Page extract:
* * * * * * * * *
In America, Basil was almost unheard of until the 1970's. Craig Claiborne wrote about the great Italian chef Marcella Hazan and suddenly basil was everywhere! Crushed into the ubiquitous Pesto and tossed with pasta, its ribbons topping a caprese salad, flavoring an omelet, or roast Chicken. Basil is now one of the most popular Herbs in the United States.

Season

Basil thrives in warm seasons (especially Summer).

Availability

Basil is available year round.

Cultivation

Basil's likely origin is Africa, though it was first cultivated in India, from where many varieties spread throughout Europe and Asia. The Greeks and Romans both used Basil, the Greeks calling it "basilikon," meaning "kingly or royal."

Basil grows best outdoors, but can live happily indoors in a pot on a sunny windowsill. Pinch off the buds before they flower, and the plant will continue producing leaves for months. If allowed to flower, it will produce seedpods with black seeds that can be planted the next year. You can also grow a new plant by suspending a sprig in a glass of water. It should sprout new young roots in about 2 weeks. Many cooks keep a few fresh Basil plants around the kitchen or yard (especially in Summer), for the addition of the freshest Basil.

Production

Varieties

Sweet Basil or Italian Basil (also called large leaf basil) is the most common variety used in Europe and North America, while Thai Basil, Holy Basil and Lemon Basil are essential to many Indian and Asian dishes. Many other varieties have been developed, including Globe Basil, Cinnamon Basil, Purple Basil and African Blue Basil.

Purchasing

These days, fresh Basil is available year-round in the produce section of grocery stores and farmer’s markets. When buying, look for unwilted Basil leaves that are bright green, in color.

Storage

Unfortunately, Basil doesn’t last long at room temperature, staying fresh only 2 or 3 days. To help extend its life, refrigerate it wrapped loosely in a paper towel and placed in a plastic bag or container. It will last 1-2 weeks refrigerated. Stand the Basil in the fridge in a glass of water, covered with a plastic bag (change the water every 2 days). Basil will last 3-4 weeks, this way.
* * * * * * * * *
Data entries
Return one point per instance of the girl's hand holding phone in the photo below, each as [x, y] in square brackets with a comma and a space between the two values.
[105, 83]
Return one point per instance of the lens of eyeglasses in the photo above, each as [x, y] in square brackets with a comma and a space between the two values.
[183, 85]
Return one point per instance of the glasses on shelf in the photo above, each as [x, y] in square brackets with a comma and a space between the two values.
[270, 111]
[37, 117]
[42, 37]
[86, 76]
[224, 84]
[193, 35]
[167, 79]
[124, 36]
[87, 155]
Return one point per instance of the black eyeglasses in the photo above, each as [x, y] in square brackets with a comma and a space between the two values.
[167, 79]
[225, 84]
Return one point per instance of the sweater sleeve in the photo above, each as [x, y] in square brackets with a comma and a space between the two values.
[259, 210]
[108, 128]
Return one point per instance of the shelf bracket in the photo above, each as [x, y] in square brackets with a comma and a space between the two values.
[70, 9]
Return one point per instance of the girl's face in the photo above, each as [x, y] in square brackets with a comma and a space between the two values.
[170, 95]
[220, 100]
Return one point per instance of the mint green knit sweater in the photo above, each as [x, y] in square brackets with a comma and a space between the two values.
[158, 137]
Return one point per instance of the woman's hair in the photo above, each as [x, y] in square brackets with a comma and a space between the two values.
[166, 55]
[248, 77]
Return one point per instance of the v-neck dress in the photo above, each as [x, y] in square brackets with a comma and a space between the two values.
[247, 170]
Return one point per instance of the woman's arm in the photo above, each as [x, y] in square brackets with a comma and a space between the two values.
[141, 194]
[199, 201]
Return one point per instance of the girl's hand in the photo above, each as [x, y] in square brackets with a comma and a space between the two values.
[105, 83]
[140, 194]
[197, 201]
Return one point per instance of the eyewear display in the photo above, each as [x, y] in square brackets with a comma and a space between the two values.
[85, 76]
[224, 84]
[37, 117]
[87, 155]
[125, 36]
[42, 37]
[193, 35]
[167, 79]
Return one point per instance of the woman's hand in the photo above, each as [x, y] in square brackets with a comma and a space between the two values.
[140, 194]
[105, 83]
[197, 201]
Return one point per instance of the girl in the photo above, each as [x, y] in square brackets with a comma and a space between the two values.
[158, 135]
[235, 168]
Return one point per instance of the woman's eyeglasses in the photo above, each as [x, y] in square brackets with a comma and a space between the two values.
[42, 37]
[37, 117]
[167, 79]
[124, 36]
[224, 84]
* * * * * * * * *
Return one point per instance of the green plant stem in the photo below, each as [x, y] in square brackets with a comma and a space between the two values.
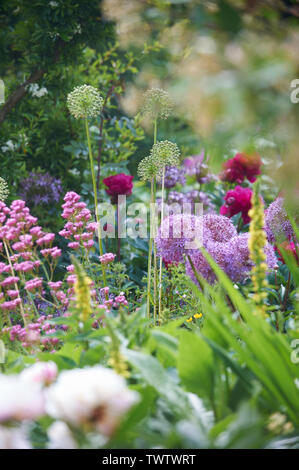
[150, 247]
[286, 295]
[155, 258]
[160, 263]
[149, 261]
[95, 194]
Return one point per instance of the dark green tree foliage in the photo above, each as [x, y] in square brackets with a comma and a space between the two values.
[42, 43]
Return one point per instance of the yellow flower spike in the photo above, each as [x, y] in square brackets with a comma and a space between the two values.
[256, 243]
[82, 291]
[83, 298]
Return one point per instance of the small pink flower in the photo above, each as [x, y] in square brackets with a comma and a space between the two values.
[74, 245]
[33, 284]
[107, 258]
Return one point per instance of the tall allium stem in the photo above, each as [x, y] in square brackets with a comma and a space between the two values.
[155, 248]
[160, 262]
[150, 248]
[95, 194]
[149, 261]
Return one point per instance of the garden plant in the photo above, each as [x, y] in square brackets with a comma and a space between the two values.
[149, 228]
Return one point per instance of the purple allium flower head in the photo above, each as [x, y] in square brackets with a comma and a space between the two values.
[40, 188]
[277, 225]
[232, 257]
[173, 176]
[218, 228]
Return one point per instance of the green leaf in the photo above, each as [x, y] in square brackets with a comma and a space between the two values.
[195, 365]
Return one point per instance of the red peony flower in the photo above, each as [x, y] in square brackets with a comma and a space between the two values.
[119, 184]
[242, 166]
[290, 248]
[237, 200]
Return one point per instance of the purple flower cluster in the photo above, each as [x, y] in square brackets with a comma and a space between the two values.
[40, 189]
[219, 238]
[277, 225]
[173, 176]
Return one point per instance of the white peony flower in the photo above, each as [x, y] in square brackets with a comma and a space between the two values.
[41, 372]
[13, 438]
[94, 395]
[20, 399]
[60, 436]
* * * * * * * * *
Directive A:
In the basil passage, what name did the Greeks give basil, and what did that name mean?
Directive B:
Take the basil passage further, starting after its final sentence.
These data entries have no connection to the basil passage.

Final result A:
The Greeks called it "basilikon," meaning "kingly or royal."

Final result B:
Culinary Uses

Basil has the most flavor when raw, so it is often added at the very end of cooking or just before serving. You can cook it longer, for example in a soup or baked dish, for a more muted flavor. Use only the leaves and discard the stems and buds. If you want pieces, it’s best to tear the leaves with your hands, as a knife can easily bruise the Basil. 

Basil is perfect also for a Chiffonade Cut, where the leaves are stacked or rolled and sliced cross-wise. Dried Basil is a poor substitute for fresh, but can be used in a pinch (pun intended), if it still has a lot of scent. If the Basil smells like dried hay, it’ll add nothing to your dish.

Also, Basil has a special affinity for Tomatoes, but is also delicious with Chicken, Fish, Eggs and a wide variety of vegetables.

Portion Size

Allow 1-2 t of Basil per recipe.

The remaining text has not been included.